- [Data supplied]:
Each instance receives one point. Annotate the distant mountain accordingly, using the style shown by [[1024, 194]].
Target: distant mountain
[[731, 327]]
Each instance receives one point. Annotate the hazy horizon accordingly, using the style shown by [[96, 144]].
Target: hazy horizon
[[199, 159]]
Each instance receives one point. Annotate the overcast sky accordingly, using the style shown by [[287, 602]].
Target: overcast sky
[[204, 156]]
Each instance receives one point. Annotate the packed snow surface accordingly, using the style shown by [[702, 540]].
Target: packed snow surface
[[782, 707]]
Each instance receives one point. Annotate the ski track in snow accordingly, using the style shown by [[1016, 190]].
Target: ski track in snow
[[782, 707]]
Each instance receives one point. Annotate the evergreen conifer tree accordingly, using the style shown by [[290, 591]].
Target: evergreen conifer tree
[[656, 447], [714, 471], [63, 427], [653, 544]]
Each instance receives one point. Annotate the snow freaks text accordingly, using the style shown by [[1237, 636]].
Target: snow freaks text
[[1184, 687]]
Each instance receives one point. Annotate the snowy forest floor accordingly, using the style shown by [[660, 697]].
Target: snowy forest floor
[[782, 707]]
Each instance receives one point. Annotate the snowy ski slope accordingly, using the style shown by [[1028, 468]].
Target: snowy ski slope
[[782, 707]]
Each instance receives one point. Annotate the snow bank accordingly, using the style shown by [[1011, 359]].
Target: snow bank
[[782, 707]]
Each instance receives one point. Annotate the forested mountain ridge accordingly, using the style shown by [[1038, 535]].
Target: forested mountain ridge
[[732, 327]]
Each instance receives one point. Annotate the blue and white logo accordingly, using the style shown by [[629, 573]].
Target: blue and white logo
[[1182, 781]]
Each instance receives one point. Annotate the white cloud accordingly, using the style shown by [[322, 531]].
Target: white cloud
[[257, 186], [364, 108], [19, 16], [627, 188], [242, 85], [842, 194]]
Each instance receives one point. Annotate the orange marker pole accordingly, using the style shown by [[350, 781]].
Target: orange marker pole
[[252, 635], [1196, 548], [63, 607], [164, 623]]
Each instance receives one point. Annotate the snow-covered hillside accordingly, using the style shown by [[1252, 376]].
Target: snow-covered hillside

- [Exercise description]: Copy the material above word for word, taking the first line, the line containing "Each instance receives one point. Annotate the evergreen", and every line between them, and nothing else.

- [Result of this exercise]:
Each instance receives one point. Annotate the distant mountain accordingly, using the style shown by [[1024, 194]].
Target: distant mountain
[[731, 327]]
Each instance receives one point. Annotate the hazy horizon accordingly, using the style shown by [[96, 144]].
Target: hazy horizon
[[199, 159]]
Each instance receives one point. Annotate the overcast sky accordingly, using the style shown by [[287, 602]].
Target: overcast sky
[[204, 156]]
Each instance receives one point. Annotate the packed snow surface accordingly, using the style shown by [[702, 540]].
Target: packed snow surface
[[782, 707]]
Each instance receives one point. Annotate the ski track in snow accordingly, using the style shown by [[1016, 190]].
Target: ski track in snow
[[782, 707]]
Each instance receives one point. Annotate the evergreen conifer tree accordingly, using the style shown by [[290, 591]].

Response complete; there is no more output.